Return every line of the items that contains the string "screen", treating uppercase and lowercase as different.

## Photo object pointing items
------------------------

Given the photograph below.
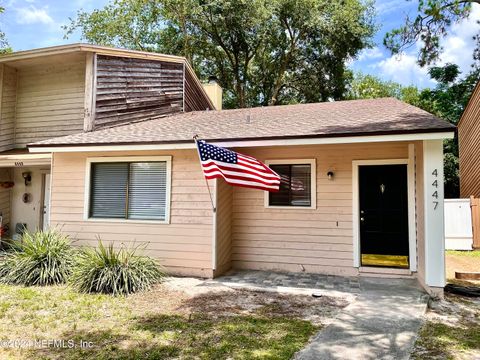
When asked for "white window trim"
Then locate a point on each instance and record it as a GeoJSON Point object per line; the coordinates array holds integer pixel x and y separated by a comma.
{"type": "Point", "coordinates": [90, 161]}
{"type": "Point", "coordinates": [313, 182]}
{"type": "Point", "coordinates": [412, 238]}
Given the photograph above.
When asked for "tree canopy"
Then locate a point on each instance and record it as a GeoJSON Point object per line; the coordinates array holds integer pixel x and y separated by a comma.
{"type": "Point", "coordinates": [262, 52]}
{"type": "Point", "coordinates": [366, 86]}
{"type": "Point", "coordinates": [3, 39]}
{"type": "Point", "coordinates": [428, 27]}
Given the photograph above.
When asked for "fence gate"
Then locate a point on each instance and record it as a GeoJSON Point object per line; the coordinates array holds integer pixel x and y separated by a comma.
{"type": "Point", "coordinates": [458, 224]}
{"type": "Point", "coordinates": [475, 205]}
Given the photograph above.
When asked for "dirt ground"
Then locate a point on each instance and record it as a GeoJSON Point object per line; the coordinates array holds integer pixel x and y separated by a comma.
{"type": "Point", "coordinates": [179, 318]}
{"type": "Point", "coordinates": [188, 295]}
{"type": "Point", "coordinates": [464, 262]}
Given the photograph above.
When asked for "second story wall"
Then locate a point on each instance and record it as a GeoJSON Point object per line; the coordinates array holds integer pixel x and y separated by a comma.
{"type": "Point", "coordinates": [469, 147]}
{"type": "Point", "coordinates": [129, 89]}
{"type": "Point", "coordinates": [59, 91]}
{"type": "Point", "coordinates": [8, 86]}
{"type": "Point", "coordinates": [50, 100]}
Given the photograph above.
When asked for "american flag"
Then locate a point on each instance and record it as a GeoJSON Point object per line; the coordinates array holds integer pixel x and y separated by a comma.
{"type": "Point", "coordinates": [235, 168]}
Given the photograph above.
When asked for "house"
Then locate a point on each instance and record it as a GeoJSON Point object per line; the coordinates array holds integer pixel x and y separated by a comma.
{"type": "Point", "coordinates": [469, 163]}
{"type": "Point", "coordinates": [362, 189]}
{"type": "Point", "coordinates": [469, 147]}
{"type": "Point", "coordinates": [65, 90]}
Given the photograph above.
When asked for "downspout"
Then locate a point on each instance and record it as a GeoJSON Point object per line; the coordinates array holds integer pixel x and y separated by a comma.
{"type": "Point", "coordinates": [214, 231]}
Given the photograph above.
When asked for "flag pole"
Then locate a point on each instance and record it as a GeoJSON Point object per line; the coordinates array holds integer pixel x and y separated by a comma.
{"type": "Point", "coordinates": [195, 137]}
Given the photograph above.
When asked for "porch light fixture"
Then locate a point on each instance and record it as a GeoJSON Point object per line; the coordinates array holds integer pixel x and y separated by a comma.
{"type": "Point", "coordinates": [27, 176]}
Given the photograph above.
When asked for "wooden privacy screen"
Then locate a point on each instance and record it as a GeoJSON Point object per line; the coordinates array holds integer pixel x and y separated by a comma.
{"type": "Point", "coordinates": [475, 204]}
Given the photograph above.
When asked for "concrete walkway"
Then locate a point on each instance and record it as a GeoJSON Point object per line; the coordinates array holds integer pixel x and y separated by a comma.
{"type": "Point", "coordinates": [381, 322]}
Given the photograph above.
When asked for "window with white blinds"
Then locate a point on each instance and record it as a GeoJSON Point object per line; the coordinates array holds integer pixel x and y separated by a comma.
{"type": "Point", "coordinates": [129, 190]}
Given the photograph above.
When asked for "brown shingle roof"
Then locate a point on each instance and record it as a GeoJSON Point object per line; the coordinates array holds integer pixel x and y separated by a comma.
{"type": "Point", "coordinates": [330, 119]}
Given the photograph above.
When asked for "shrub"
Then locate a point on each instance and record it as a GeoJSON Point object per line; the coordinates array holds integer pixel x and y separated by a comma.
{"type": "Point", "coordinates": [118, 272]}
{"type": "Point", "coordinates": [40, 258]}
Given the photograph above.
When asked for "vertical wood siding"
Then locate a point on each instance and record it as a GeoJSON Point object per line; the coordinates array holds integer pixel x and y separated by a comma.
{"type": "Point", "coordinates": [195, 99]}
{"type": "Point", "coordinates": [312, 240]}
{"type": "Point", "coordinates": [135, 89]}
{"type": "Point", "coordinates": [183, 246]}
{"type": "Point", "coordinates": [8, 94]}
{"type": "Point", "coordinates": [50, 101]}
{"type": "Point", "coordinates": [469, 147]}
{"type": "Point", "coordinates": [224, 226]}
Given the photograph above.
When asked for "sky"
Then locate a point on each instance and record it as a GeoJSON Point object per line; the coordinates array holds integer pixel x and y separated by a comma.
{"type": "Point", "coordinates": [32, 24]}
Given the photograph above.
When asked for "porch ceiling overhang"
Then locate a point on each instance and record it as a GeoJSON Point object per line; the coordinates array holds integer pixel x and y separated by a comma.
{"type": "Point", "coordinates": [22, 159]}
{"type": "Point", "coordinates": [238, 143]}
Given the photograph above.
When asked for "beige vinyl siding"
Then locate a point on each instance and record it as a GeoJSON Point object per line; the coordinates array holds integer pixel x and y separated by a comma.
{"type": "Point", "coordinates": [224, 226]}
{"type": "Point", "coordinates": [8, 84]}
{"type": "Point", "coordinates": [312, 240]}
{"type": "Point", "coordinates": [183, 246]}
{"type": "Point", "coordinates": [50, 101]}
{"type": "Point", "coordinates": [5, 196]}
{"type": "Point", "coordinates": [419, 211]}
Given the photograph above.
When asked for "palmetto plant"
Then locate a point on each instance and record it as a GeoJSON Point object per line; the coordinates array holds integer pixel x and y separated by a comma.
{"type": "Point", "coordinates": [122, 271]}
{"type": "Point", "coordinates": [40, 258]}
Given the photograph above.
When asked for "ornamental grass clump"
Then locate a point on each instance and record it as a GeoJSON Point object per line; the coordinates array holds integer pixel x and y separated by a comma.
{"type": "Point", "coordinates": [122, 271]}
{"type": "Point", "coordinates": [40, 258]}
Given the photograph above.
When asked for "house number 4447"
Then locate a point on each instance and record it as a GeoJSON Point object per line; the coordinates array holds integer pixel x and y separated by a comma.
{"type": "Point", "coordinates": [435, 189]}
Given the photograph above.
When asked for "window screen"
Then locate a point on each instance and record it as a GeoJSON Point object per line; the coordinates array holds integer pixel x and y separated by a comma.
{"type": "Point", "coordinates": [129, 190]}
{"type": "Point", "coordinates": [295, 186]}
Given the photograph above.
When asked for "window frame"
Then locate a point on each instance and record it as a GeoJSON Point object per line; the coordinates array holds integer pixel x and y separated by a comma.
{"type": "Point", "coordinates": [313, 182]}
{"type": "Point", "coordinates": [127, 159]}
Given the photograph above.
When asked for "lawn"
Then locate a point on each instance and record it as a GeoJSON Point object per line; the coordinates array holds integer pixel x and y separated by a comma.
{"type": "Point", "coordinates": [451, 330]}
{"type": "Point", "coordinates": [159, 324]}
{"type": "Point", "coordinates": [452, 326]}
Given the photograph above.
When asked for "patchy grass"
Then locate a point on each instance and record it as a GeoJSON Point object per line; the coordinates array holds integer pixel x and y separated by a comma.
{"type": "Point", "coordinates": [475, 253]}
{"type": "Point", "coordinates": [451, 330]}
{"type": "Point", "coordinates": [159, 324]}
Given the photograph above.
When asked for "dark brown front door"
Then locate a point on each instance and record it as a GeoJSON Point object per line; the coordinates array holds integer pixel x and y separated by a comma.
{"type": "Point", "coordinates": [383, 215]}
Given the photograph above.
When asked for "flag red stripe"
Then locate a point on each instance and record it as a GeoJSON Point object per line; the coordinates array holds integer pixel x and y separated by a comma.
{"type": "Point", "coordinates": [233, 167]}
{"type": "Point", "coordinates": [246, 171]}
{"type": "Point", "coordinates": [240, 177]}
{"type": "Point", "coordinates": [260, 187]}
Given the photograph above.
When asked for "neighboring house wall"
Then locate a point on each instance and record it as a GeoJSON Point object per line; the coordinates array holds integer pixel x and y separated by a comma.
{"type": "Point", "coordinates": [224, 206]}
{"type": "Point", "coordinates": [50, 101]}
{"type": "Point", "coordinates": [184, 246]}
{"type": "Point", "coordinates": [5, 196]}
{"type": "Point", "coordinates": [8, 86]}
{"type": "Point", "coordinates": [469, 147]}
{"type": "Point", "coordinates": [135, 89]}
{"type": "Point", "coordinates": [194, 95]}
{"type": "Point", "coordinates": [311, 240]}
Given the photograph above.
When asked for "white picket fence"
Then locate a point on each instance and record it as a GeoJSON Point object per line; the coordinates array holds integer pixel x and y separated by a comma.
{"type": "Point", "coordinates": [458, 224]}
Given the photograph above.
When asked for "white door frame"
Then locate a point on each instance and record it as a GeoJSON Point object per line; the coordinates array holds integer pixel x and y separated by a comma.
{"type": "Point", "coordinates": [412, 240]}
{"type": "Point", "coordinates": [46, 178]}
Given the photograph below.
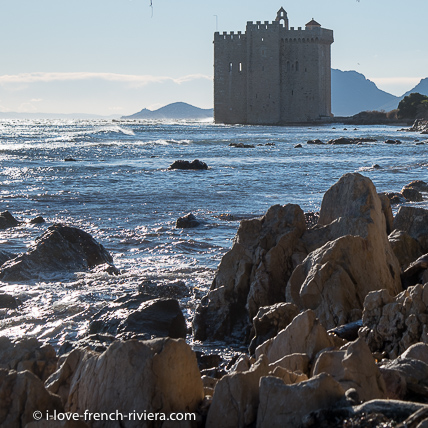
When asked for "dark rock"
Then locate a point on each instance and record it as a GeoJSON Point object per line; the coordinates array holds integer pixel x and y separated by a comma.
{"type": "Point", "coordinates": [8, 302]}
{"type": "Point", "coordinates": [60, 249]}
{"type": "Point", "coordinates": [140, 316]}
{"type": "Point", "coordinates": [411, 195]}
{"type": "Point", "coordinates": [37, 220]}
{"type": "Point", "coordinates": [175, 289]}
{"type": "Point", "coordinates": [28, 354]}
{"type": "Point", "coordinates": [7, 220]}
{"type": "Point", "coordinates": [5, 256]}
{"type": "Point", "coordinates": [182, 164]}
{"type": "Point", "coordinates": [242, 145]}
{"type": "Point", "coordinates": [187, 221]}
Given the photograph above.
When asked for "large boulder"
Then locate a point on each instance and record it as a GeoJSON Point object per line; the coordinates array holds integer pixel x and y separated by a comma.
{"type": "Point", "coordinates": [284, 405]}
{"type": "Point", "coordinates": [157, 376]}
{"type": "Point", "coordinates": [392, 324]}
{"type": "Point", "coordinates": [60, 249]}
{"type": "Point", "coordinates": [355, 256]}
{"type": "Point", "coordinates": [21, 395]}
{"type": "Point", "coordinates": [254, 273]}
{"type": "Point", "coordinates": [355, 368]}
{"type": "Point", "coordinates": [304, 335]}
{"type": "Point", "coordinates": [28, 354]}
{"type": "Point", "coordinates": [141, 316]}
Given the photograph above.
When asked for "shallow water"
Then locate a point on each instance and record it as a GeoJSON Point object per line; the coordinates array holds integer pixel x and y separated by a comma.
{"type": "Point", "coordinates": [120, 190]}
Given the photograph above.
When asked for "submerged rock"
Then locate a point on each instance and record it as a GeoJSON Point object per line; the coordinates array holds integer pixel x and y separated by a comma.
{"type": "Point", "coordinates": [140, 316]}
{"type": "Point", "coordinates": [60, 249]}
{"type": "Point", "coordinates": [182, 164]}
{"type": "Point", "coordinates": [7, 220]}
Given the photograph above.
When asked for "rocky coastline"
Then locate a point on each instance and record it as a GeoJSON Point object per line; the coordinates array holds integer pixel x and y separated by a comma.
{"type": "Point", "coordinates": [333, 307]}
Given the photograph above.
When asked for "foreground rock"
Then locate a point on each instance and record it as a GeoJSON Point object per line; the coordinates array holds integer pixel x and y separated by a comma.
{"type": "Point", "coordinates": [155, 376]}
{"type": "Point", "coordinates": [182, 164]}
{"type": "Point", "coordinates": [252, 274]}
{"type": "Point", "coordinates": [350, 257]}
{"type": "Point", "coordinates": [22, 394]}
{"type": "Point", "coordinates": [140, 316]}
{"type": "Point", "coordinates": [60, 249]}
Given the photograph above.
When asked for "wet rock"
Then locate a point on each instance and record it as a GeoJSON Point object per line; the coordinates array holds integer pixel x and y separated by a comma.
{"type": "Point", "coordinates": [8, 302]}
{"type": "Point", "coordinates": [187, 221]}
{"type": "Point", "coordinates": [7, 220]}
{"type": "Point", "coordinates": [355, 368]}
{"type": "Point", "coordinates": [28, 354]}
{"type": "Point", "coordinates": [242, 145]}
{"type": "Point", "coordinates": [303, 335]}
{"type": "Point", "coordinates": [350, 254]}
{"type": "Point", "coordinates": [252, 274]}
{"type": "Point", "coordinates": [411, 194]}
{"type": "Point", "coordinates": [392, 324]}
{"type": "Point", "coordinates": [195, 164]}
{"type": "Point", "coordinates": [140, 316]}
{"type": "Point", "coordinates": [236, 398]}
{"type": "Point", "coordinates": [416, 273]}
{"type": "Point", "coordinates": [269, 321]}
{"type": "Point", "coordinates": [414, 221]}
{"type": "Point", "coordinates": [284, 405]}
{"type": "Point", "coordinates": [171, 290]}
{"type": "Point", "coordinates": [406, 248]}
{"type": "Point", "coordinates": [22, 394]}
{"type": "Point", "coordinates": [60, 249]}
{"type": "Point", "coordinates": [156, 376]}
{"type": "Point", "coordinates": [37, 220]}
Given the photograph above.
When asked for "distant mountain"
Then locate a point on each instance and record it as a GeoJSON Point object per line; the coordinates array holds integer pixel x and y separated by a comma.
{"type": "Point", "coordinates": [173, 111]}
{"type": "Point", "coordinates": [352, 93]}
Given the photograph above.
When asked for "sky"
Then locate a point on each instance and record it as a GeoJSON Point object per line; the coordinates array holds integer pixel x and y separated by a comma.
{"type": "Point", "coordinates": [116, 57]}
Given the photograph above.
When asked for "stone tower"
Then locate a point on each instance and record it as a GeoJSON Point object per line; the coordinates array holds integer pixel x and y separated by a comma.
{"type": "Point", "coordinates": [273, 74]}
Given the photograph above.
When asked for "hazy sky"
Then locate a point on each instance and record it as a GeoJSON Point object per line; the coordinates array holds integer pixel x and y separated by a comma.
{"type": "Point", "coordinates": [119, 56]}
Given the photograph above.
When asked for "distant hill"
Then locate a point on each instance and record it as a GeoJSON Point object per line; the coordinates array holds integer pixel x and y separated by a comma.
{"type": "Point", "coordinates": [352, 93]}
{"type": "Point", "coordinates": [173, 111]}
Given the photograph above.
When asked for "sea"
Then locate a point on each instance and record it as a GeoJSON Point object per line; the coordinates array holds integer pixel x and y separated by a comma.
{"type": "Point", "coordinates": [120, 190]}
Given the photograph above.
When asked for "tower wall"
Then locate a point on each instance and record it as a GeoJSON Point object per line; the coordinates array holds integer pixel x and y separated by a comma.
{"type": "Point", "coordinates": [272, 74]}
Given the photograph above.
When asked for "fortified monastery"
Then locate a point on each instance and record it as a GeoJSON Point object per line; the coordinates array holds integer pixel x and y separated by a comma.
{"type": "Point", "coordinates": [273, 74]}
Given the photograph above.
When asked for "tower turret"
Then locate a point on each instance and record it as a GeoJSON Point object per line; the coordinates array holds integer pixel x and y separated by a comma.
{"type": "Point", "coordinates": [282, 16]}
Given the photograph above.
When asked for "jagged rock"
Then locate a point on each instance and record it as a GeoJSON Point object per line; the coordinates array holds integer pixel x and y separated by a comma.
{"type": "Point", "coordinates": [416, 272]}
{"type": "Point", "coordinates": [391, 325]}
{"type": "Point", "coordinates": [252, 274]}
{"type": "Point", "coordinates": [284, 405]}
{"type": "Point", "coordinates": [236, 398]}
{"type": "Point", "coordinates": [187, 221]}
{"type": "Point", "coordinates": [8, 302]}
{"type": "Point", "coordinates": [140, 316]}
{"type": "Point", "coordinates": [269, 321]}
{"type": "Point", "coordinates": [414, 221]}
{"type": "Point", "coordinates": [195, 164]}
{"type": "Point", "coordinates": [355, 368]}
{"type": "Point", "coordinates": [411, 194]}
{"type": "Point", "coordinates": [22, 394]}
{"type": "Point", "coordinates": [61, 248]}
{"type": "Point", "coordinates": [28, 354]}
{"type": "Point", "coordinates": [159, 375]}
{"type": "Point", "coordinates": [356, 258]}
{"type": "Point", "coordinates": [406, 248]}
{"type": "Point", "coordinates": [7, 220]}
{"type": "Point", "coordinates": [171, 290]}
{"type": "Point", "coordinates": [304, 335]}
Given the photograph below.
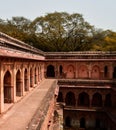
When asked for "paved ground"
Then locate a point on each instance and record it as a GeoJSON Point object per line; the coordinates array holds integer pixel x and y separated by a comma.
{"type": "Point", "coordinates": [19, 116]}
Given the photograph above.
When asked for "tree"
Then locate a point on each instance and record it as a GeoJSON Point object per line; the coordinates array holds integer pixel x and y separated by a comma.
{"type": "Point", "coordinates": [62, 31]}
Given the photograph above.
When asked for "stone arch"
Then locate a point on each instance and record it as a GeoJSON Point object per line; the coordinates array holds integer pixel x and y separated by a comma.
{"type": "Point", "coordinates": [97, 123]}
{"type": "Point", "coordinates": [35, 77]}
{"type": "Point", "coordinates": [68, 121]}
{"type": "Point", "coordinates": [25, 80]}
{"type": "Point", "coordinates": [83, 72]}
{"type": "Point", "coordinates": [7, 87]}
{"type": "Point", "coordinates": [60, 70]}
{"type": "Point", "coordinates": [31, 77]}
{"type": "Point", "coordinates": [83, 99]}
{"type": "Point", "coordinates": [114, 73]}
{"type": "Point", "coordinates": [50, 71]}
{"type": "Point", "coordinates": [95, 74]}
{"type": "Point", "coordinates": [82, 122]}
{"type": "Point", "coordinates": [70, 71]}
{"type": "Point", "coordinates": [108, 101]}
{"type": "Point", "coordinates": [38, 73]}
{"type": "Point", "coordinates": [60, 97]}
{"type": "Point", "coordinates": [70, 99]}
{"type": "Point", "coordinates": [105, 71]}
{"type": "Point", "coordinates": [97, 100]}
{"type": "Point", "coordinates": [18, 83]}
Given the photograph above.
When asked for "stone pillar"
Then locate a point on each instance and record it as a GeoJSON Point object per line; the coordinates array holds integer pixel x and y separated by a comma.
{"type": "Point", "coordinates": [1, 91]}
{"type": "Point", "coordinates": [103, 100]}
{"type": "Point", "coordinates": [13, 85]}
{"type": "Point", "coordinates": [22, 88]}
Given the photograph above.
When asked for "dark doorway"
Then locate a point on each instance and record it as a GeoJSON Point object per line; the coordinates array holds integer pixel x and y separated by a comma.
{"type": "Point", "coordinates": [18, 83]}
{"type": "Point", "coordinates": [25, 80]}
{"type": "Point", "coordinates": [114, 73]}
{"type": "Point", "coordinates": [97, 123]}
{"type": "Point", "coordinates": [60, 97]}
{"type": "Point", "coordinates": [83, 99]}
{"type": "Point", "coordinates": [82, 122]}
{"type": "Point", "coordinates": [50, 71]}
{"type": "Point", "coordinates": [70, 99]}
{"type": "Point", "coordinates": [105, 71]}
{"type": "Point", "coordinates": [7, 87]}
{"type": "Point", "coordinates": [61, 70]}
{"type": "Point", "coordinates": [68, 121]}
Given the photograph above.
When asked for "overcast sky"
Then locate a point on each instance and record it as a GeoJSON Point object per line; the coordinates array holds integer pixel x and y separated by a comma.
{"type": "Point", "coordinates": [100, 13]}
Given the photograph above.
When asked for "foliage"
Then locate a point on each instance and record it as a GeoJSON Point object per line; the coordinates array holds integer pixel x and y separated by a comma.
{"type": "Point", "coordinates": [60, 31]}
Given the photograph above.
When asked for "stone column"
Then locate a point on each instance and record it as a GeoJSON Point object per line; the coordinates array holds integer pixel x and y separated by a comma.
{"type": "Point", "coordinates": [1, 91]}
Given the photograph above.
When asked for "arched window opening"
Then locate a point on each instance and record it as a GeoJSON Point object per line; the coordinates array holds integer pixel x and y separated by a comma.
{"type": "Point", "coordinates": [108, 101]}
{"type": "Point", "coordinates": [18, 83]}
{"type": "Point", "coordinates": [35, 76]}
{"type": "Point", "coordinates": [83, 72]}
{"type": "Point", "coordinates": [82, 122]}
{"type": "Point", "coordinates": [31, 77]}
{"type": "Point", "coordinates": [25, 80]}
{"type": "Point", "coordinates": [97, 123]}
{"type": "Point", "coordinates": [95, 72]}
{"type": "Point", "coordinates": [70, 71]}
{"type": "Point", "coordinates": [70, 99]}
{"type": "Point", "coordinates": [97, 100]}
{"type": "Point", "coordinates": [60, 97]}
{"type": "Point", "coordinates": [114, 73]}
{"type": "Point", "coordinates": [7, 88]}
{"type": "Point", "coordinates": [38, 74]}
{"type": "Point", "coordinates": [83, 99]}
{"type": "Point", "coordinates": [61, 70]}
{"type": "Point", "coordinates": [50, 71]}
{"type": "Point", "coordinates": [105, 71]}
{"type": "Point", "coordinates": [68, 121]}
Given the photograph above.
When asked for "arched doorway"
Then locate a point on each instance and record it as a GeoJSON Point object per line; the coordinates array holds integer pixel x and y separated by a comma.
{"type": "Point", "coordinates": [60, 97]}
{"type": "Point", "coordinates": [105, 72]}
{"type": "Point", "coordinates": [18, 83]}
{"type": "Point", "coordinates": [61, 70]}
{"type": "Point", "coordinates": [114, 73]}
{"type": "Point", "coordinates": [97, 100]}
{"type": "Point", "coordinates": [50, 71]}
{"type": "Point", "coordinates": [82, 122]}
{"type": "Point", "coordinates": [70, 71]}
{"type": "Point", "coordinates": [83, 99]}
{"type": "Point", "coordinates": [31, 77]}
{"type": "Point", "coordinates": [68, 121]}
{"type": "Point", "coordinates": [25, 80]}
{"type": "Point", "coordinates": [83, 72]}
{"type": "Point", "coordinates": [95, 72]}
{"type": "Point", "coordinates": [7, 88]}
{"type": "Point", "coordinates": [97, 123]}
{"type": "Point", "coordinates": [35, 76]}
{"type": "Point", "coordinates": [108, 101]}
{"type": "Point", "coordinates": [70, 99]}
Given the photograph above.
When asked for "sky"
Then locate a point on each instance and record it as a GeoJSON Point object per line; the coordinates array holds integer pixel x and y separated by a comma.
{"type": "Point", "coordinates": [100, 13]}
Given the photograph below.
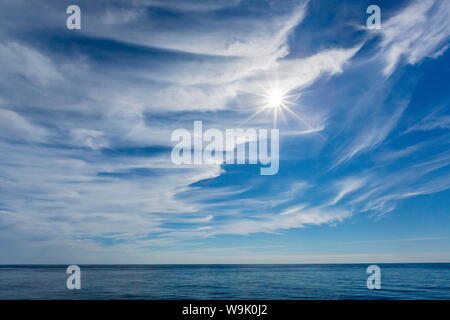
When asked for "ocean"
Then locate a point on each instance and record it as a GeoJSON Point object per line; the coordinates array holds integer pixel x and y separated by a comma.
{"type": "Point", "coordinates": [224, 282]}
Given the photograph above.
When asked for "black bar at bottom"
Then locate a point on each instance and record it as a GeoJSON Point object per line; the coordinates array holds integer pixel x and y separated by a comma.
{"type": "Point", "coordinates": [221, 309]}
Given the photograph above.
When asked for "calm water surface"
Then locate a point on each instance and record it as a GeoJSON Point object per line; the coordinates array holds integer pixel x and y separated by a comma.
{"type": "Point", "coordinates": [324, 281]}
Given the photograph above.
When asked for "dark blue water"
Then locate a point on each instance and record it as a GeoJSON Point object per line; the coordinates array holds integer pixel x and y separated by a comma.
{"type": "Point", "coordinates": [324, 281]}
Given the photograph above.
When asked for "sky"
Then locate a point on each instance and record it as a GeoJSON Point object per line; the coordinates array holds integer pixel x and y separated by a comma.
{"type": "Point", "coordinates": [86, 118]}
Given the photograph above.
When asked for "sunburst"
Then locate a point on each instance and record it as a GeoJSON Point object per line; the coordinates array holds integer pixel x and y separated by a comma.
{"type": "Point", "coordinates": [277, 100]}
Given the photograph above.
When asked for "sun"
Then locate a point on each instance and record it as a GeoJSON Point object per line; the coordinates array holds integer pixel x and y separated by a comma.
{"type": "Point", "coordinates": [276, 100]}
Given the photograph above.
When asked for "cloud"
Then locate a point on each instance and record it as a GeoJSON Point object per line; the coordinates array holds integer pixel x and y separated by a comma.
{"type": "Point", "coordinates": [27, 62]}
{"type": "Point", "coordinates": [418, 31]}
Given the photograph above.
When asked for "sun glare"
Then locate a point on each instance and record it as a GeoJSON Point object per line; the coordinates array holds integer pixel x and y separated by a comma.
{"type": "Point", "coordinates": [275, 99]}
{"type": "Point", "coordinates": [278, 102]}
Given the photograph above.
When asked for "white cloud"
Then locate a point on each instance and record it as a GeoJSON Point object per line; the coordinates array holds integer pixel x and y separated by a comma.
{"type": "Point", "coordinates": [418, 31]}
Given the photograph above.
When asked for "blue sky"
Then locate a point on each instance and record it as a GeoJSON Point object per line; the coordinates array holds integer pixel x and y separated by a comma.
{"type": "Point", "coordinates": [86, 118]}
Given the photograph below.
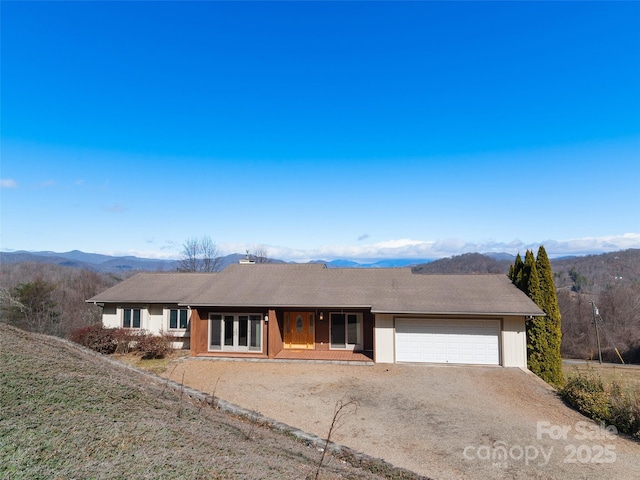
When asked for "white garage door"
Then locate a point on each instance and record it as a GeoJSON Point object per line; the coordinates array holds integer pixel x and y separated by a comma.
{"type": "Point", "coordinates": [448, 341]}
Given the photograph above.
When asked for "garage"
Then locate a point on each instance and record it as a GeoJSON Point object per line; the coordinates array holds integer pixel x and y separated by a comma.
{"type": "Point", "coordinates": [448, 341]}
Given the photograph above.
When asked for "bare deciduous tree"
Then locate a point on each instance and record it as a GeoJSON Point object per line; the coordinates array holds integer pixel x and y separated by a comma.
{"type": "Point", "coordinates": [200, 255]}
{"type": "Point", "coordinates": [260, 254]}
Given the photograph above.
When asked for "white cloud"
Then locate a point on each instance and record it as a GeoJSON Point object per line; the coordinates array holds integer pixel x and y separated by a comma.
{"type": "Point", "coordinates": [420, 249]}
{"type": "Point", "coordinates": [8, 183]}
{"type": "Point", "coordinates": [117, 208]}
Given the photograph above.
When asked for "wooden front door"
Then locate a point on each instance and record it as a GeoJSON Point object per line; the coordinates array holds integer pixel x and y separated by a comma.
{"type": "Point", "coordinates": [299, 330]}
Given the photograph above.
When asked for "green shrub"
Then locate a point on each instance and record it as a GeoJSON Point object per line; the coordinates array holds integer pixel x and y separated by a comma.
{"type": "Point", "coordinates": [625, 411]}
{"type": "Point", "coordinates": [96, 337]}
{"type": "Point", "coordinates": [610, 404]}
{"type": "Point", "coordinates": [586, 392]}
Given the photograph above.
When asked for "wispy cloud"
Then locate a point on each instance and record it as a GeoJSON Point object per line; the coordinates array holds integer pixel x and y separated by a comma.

------------------------

## Task result
When asked for "wooden privacy screen"
When asked for "window screen"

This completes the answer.